SOURCE EXTRACT |
>> Begin

But with that in mind, here's two new films from him, and they run the gamut of what he does, or can do, as a filmmaker in love with sentimentality and thrilling spectacle. He is beholden to no one except himself. Luckily, a lot of the audience shares his tastes. Usually. Oh, and btw, spoilers I think....
But first up, his 'Christmas' movie:
Albert (puppy-dog faced/eyed Jeremy Irvine) didn't know he wanted a horse when his drunken father brought one home after winning an auction kind of on a dare (or rather to dig into the mustache twirling Lyons, land owner and if you didn't guess by the mustache-twirling a villain played by David Thewlis). But lo and behold, he's a horse of some wonderment - if only to himself then perhaps that should (or could) be enough. The horse, 'Joey', has more heart than body power and is able to make the farm ready for crops and surprises everybody (yes, the whole town seems to come at once to see the boy and horse trying to farm, more on that in a moment). But ::shock:: he's sent off to war since, well, it's the first world war, and the drunken father needs the money to pay the bills.
So begins what we're led to believe will be an epic of the heart - will Albert and Joey be reuninted? How much one cares will ultimately depend on how much connection is made. I tried to get into it, but there are two things keeping me at bay: 1) this just isn't a story that is for "me" in the sense that I'm not very big on horses to start with, and 2) there's nothing, deep down, that feels at stake here. This isn't the war drama of Saving Private Ryan where there's some heavy existential heft to the proceedings about who is saved or who dies and what goes into fighting. What is at the story, whether originally there in the book or play or via Spielberg's touch who knows, is the same thrust as in Snoopy, Come Home! (will the dog come home to its downtrodden owner - and by the way Charlie Brown and Snoopy were far more able to be on their own than this guy and his horse). Oh, and John Ford. Lots and lots of John Ford.

>> End

SUPPLIED DATA |

>> Begin

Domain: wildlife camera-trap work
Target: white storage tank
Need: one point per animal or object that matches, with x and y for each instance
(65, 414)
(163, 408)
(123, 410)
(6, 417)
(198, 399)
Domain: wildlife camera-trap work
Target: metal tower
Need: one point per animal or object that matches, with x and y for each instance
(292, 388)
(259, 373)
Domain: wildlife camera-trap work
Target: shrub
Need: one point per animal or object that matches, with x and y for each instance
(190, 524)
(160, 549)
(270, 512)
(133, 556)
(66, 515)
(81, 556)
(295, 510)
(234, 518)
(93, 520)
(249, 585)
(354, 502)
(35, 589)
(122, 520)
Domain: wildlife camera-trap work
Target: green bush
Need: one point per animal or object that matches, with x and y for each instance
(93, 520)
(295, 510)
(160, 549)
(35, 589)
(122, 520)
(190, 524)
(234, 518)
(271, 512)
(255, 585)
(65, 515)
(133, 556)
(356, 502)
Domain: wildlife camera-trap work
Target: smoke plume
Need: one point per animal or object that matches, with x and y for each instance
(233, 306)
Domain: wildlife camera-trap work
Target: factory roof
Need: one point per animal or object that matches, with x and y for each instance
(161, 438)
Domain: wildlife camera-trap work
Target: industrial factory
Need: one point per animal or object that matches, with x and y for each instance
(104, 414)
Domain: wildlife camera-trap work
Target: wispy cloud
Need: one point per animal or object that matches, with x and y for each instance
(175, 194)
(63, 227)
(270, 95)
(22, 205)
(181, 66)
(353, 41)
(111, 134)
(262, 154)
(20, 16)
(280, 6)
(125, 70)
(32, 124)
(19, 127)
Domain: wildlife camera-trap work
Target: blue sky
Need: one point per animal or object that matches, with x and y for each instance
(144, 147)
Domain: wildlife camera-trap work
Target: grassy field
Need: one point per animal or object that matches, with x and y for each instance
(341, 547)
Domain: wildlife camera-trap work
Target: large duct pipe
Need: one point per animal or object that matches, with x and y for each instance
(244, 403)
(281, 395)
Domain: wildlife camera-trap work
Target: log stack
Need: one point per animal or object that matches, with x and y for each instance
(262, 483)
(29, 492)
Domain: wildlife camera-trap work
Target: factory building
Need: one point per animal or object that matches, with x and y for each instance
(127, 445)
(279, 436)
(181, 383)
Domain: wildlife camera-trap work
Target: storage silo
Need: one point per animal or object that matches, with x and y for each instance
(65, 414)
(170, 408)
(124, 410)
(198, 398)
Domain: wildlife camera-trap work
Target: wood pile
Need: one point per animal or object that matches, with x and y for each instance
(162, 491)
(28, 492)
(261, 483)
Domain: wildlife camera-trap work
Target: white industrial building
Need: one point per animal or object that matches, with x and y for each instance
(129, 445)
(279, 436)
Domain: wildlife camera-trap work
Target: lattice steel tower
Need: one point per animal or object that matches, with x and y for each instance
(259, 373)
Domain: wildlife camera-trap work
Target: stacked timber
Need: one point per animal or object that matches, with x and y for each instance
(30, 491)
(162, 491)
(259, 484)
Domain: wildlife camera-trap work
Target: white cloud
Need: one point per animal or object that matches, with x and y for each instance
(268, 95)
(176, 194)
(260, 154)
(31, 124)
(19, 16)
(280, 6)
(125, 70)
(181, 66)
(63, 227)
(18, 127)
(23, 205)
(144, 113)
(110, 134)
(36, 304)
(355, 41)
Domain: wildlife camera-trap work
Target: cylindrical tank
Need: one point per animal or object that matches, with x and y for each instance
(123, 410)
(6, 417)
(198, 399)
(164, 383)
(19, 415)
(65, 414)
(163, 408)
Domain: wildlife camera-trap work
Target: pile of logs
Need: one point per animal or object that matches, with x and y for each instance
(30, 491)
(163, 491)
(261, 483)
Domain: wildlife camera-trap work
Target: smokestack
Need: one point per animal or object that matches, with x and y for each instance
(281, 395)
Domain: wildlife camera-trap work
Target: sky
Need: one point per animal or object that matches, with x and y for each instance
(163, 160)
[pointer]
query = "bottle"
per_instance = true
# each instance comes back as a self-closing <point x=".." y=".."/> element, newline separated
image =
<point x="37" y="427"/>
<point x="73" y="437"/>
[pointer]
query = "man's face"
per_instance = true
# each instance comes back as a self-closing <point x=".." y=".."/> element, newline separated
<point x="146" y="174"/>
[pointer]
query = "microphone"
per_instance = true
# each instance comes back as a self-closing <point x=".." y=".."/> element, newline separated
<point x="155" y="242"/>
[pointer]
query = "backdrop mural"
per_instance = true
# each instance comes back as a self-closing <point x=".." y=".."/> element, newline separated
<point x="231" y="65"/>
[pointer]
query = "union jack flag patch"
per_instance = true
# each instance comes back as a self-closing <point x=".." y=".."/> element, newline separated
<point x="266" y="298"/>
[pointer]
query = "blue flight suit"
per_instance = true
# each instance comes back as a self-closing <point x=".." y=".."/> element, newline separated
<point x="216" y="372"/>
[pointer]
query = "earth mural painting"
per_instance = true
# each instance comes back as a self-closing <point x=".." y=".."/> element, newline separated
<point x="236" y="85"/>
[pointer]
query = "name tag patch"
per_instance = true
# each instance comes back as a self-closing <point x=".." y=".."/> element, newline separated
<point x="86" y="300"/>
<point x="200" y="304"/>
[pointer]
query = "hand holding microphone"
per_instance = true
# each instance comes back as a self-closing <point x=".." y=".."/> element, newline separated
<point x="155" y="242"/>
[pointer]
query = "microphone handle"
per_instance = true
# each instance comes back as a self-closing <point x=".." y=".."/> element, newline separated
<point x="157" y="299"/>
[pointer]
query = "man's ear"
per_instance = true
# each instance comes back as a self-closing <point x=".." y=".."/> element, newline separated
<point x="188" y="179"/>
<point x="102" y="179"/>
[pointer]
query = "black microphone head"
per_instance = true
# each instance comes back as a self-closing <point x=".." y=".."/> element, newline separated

>> End

TASK BRIEF |
In the film review, rewrite the paragraph that starts "Albert (puppy-dog faced/eyed Jeremy Irvine)" as a short bulleted list that keeps its main plot points.

WRITTEN SOLUTION |
- Albert, played by Jeremy Irvine, ends up with a horse he didn't know he wanted when his drunken father wins one at auction.
- The father bid partly on a dare, or rather to needle Lyons, a mustache-twirling landowner and villain played by David Thewlis.
- The horse, Joey, proves a wonder, at least to Albert.
- Joey has more heart than strength but still readies the farm for crops, surprising the whole town, which turns out to watch.
- Because it is the First World War and the father needs money to pay the bills, Joey is sent off to war.